◆ Brief ◆
Retype exactly the lines that run from the line with "Please indicate the white wall" to the final line of the entries, keeping both ends and nothing else.

>>>

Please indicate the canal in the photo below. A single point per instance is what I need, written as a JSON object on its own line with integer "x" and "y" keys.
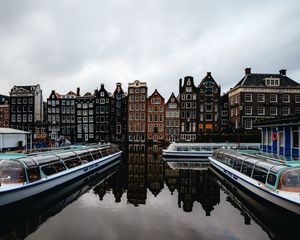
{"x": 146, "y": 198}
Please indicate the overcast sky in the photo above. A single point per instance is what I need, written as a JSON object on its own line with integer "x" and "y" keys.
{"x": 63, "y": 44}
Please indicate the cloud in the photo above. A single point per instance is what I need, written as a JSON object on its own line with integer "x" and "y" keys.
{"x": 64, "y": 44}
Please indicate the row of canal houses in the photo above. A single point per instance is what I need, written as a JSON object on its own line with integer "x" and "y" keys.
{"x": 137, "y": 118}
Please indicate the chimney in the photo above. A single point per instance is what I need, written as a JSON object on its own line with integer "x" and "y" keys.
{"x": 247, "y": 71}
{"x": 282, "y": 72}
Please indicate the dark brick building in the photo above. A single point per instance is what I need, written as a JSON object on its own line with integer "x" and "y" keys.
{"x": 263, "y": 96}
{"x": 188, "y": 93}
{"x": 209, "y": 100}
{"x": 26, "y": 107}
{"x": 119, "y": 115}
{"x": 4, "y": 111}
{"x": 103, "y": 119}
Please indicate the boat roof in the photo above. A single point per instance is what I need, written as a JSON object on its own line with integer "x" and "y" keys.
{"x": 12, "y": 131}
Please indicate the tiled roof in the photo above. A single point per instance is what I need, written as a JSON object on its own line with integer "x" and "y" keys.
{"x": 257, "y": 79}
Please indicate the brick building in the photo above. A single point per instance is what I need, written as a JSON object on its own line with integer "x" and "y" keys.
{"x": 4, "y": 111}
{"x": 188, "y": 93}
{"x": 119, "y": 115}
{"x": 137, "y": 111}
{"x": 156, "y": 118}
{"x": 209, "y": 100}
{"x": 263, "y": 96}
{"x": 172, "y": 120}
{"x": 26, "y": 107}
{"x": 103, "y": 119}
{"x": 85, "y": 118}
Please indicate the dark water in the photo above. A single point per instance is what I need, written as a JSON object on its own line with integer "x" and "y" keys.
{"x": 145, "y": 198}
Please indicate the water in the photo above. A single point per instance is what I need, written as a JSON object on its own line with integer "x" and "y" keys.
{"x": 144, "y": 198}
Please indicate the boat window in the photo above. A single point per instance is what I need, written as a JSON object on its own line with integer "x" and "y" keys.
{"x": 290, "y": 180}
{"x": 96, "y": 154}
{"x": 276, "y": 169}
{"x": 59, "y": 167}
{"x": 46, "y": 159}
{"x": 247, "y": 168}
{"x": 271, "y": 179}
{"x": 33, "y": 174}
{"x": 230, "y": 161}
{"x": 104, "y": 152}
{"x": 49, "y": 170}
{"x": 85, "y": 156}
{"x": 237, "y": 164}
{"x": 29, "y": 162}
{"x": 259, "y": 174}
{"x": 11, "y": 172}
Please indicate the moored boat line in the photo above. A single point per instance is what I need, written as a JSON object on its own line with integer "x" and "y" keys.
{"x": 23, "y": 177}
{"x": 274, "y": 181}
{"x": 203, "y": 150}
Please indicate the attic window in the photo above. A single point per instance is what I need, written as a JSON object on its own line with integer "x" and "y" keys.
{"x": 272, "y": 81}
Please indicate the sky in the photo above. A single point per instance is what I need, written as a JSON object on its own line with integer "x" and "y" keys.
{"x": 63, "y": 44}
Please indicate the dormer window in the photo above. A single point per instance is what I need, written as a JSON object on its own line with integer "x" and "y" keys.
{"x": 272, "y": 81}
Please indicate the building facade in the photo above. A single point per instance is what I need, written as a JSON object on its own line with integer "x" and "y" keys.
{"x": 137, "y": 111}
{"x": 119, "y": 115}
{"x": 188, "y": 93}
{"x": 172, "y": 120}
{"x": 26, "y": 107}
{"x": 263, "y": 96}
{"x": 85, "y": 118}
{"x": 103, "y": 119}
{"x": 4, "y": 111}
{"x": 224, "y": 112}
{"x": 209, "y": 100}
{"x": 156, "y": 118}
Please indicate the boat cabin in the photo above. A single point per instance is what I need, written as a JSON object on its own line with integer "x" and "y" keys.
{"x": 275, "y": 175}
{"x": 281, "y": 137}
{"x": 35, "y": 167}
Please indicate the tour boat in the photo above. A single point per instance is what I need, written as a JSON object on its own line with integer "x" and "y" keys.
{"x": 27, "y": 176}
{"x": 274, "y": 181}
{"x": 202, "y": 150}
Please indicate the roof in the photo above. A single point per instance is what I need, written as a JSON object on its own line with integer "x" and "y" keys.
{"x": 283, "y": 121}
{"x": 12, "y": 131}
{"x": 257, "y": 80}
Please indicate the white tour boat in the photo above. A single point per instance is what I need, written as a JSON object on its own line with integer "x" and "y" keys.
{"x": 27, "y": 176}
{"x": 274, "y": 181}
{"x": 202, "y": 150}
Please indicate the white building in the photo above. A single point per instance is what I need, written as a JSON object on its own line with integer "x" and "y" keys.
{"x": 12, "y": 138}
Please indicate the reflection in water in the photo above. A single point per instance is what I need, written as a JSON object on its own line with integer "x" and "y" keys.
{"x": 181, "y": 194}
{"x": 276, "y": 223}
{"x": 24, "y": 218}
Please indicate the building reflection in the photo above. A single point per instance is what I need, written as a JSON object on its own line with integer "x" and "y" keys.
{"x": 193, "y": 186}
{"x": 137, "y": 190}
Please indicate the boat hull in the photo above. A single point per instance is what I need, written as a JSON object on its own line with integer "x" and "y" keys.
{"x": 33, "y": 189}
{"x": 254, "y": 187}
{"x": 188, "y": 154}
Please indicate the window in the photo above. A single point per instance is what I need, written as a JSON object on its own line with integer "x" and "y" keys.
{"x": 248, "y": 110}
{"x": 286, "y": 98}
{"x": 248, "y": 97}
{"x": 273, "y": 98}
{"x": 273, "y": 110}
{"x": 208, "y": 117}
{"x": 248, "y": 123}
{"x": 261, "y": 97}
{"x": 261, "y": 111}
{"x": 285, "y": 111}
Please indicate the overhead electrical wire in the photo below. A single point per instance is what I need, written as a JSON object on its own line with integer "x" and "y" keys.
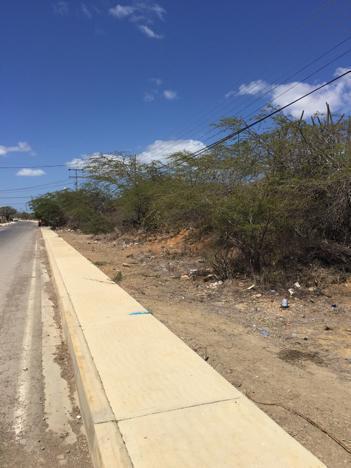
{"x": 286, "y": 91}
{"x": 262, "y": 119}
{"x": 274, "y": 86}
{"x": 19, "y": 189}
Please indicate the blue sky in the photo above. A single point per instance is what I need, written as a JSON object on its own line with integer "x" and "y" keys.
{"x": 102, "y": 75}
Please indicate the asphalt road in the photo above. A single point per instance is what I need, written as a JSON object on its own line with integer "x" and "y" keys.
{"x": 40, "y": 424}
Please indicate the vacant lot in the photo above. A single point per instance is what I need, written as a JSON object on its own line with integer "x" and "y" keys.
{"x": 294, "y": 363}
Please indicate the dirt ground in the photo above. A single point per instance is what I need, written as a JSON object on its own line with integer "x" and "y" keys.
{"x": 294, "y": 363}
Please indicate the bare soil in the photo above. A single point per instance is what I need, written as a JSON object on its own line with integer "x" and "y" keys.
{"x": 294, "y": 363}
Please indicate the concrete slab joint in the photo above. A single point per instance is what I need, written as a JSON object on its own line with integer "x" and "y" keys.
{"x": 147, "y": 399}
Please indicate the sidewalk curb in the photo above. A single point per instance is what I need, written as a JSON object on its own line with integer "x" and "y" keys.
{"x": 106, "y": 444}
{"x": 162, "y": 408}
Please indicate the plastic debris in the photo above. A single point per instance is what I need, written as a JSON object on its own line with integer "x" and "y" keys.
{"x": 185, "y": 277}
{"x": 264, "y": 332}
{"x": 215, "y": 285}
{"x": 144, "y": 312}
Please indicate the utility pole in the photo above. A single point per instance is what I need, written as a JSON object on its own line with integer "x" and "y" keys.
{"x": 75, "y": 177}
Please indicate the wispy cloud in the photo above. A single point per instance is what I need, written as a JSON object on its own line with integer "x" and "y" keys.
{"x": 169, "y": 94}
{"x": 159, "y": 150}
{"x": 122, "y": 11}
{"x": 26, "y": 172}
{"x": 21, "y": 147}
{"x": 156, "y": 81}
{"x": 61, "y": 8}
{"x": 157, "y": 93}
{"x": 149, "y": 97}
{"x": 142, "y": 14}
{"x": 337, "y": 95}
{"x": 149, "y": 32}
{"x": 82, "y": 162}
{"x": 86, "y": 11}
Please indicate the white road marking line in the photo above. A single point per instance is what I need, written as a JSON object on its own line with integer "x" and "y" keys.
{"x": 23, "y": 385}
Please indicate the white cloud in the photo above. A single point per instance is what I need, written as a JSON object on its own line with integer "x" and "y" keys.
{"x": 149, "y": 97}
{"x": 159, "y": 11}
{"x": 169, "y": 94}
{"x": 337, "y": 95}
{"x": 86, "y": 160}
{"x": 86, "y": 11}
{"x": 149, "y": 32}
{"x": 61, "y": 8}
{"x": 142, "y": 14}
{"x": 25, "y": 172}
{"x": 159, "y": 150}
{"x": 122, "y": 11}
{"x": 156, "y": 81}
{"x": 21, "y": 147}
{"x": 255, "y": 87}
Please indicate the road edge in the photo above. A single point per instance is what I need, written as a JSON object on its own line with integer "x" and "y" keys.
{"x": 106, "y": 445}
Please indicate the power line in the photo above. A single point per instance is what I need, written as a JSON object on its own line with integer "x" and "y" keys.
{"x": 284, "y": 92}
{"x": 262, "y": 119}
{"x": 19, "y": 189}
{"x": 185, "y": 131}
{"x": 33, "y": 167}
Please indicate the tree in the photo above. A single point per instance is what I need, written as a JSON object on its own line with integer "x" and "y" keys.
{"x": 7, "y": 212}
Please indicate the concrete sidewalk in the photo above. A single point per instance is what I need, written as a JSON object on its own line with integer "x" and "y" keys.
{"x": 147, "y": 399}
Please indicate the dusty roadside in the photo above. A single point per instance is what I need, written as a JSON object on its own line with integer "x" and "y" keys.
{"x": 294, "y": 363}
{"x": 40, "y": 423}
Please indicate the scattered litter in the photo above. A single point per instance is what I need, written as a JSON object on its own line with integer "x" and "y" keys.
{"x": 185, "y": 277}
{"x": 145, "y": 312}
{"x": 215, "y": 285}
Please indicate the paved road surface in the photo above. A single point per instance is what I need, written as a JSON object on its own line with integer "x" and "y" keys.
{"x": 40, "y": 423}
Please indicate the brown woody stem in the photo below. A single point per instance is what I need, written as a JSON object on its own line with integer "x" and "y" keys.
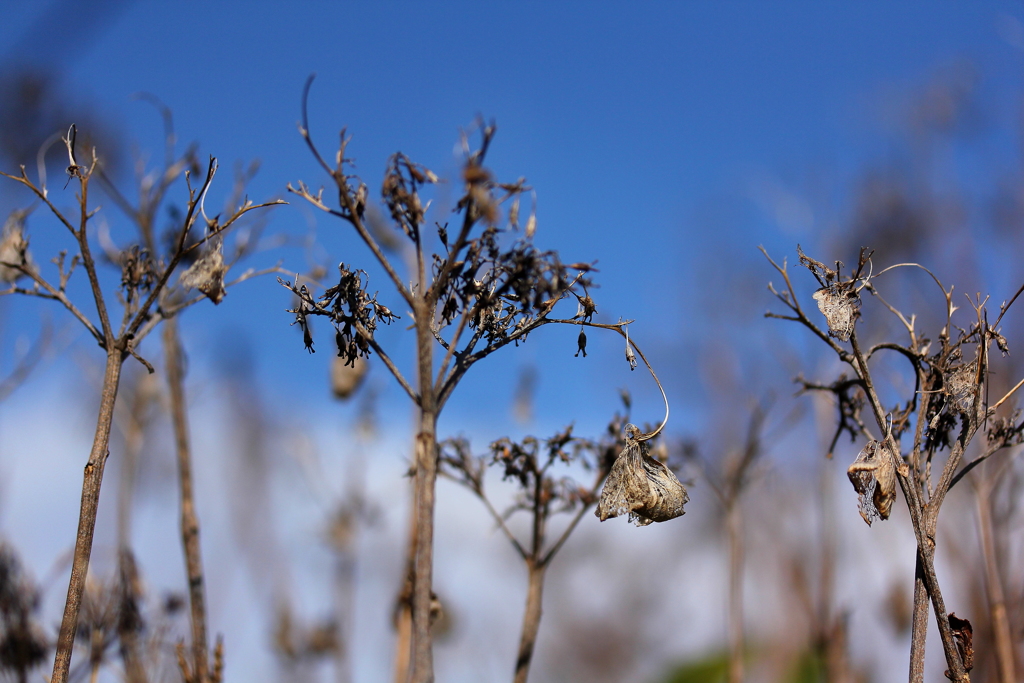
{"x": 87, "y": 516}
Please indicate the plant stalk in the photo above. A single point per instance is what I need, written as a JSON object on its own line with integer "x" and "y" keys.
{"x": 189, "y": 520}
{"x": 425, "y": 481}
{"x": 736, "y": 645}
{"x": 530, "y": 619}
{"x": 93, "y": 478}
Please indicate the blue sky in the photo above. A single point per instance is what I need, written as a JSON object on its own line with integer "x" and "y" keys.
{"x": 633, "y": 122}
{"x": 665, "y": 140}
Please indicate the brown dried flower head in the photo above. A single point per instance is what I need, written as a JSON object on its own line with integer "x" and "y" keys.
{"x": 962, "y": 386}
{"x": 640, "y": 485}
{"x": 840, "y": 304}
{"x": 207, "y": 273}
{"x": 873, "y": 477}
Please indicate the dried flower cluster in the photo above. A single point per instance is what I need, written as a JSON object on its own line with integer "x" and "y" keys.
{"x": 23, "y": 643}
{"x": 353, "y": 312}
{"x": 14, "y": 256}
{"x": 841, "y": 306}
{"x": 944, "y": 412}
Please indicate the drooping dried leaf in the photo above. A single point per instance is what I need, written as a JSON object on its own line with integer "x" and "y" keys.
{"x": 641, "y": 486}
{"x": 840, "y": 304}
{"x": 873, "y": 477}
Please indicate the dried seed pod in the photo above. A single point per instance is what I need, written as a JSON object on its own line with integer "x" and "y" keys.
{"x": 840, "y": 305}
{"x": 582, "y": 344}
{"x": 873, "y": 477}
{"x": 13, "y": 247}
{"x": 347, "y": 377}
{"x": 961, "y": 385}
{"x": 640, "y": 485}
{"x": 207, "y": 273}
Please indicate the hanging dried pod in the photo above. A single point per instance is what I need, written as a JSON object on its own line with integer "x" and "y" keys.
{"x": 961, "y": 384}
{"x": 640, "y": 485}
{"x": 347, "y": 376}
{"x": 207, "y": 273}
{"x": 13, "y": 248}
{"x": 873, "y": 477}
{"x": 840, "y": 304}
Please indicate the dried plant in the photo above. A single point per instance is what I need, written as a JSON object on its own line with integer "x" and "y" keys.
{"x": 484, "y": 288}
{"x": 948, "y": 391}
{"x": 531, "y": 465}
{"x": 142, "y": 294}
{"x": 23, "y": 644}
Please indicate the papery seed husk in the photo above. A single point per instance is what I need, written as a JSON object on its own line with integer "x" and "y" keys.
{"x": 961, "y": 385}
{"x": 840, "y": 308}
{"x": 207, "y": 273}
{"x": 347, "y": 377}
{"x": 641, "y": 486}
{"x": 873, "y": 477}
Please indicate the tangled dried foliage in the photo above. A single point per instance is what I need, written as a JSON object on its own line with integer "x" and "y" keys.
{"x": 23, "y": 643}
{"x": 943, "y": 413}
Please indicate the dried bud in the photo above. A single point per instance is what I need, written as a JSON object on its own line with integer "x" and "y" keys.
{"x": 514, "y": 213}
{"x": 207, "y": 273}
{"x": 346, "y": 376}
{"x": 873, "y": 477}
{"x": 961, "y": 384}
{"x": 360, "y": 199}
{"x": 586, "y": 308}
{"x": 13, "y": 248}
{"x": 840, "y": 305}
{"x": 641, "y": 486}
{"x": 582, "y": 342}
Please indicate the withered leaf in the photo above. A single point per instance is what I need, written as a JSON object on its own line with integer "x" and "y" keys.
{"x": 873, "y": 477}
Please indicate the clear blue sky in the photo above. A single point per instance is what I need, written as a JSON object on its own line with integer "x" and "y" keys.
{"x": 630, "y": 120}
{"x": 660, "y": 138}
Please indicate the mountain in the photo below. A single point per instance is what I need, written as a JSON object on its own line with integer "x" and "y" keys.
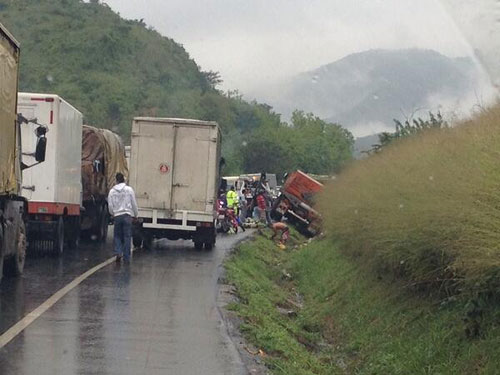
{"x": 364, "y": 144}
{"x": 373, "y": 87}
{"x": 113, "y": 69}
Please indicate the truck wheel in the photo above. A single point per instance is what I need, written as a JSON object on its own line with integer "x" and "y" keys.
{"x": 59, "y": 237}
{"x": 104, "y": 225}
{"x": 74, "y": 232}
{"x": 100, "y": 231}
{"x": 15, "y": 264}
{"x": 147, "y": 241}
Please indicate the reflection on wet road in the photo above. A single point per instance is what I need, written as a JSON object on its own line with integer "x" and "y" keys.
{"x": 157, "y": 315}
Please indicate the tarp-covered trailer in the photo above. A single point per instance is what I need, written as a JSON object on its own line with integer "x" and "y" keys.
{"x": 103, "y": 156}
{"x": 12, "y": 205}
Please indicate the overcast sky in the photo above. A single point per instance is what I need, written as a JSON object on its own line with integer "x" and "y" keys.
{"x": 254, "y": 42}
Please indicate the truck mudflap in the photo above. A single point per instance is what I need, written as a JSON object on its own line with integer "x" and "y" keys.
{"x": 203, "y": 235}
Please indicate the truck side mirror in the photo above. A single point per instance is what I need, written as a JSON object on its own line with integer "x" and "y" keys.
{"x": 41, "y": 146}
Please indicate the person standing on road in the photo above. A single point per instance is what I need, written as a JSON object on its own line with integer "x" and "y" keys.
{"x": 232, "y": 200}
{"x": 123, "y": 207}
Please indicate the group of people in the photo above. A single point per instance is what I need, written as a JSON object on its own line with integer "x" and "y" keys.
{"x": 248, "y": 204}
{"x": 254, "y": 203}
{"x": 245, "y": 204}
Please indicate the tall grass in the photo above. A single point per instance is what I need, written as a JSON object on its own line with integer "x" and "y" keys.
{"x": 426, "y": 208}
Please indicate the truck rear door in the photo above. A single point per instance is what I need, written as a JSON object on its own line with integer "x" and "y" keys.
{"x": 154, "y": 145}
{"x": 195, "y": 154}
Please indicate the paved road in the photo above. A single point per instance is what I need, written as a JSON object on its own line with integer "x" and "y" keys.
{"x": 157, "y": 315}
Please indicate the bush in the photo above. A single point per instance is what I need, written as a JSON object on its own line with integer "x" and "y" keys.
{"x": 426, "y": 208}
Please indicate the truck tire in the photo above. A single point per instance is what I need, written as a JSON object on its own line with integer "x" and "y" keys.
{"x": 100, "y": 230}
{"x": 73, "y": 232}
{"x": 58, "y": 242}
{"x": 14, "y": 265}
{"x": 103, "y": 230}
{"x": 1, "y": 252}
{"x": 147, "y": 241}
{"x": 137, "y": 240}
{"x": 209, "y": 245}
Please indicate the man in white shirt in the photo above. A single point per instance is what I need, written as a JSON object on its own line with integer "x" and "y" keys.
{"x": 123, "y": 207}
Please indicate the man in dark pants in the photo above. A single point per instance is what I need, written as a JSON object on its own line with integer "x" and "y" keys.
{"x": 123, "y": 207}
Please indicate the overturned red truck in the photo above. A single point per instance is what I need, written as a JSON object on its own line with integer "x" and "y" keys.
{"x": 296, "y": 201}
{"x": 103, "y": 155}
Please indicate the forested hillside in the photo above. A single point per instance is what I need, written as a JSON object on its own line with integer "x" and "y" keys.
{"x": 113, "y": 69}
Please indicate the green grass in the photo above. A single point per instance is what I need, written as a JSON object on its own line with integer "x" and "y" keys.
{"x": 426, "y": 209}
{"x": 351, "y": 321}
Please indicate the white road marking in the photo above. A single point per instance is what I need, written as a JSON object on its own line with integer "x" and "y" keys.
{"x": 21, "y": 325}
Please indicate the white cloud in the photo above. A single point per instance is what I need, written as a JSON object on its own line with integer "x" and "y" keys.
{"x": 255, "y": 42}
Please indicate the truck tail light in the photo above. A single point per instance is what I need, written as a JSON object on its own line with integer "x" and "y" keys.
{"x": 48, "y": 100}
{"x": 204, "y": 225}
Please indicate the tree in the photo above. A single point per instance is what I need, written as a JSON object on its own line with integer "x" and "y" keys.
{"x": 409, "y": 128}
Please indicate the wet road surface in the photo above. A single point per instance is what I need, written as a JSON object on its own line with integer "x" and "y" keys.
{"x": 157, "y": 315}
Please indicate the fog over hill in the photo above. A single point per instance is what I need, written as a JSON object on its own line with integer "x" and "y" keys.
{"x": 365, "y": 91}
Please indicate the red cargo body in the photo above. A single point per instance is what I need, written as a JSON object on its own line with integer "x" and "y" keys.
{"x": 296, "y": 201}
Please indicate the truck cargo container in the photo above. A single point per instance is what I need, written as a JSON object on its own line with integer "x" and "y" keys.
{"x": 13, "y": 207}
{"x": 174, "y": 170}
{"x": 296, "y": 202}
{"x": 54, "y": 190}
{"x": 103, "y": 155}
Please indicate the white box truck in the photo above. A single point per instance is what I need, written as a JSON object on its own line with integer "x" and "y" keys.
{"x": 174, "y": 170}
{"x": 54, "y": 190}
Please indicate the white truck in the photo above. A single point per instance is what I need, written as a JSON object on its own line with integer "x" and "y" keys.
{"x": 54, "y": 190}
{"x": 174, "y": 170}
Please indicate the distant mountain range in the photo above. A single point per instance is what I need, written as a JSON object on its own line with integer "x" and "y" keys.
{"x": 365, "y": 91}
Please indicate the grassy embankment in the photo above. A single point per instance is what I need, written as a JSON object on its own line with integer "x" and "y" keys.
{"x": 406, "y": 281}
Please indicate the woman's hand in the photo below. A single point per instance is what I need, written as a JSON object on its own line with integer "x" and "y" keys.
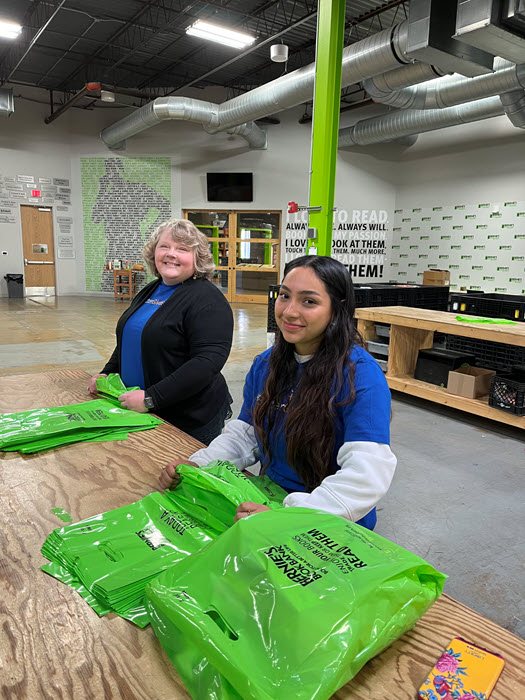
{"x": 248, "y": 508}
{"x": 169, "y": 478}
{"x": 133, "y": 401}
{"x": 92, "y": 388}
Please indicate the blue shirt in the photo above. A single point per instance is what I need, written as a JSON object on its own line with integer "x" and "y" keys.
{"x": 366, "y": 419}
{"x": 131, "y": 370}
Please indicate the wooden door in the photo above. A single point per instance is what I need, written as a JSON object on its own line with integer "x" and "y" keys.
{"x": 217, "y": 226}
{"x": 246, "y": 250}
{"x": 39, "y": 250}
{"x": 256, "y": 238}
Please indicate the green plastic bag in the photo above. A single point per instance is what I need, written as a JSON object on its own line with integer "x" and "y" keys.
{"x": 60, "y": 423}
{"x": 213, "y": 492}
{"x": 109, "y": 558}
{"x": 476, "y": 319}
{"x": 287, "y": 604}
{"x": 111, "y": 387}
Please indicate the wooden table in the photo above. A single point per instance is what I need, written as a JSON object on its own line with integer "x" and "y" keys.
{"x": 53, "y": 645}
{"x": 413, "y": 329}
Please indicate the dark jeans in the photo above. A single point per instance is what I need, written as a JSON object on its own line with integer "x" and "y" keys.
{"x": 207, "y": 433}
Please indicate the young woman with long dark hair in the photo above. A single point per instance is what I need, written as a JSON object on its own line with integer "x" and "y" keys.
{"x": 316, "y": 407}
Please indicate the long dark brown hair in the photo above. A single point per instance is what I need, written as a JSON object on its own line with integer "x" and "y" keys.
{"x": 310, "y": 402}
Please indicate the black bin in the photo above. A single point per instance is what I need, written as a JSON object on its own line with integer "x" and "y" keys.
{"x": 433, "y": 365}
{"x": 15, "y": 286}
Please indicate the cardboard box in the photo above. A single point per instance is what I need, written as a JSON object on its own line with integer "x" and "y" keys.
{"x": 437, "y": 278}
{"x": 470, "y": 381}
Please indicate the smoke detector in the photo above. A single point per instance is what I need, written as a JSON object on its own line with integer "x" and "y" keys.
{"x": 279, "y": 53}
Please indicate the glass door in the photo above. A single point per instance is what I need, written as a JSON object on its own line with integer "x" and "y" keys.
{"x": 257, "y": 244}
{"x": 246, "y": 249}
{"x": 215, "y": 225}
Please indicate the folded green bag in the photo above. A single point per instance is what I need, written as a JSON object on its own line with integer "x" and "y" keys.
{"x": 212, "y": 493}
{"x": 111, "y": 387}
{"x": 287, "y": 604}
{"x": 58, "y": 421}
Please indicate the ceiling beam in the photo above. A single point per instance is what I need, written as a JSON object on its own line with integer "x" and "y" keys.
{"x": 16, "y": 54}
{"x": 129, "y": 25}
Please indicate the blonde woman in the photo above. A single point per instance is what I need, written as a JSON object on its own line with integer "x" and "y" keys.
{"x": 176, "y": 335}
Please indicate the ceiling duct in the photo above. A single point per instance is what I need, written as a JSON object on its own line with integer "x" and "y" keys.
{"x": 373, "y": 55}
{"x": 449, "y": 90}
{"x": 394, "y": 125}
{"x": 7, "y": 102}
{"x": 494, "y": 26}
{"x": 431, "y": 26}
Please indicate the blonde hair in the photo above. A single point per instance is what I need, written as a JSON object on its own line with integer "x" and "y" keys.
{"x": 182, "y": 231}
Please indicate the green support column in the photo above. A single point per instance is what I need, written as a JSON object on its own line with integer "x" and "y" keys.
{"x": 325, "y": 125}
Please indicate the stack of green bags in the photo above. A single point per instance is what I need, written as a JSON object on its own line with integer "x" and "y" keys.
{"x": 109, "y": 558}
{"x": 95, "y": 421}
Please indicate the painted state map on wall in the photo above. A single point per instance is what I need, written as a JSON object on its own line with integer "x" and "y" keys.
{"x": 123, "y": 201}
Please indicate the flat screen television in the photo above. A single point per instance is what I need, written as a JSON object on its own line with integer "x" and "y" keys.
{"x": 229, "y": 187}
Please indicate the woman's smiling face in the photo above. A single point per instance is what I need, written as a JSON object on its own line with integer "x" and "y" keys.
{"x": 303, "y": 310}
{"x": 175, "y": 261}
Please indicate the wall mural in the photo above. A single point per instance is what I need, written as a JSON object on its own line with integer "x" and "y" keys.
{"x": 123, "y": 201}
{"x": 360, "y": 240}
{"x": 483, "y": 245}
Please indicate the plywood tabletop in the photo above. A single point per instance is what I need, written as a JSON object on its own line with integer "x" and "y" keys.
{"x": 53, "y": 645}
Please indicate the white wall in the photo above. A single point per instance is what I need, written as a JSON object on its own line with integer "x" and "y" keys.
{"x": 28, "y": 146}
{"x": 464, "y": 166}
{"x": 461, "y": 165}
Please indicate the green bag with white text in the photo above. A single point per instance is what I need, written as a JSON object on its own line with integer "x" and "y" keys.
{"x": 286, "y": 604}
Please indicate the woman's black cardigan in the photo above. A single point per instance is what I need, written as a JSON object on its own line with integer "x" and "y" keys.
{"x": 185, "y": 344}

<<<

◆ Solution to this problem ◆
Please indicate the white wall in the photo above. A single point per instance is what I need, written as a JSON object on its own line with integer "x" and "y" keys.
{"x": 28, "y": 146}
{"x": 464, "y": 166}
{"x": 461, "y": 165}
Please indicate the green bag with white text in the photo above. A single point per instance is what I need, written as a JSON object on its own line with integer "x" and "y" keys.
{"x": 286, "y": 604}
Please indicate the woman's black cardigan in the photo above. A single point per instance is what I need, written as a JSON object on its own line with integer "x" and "y" keys.
{"x": 185, "y": 344}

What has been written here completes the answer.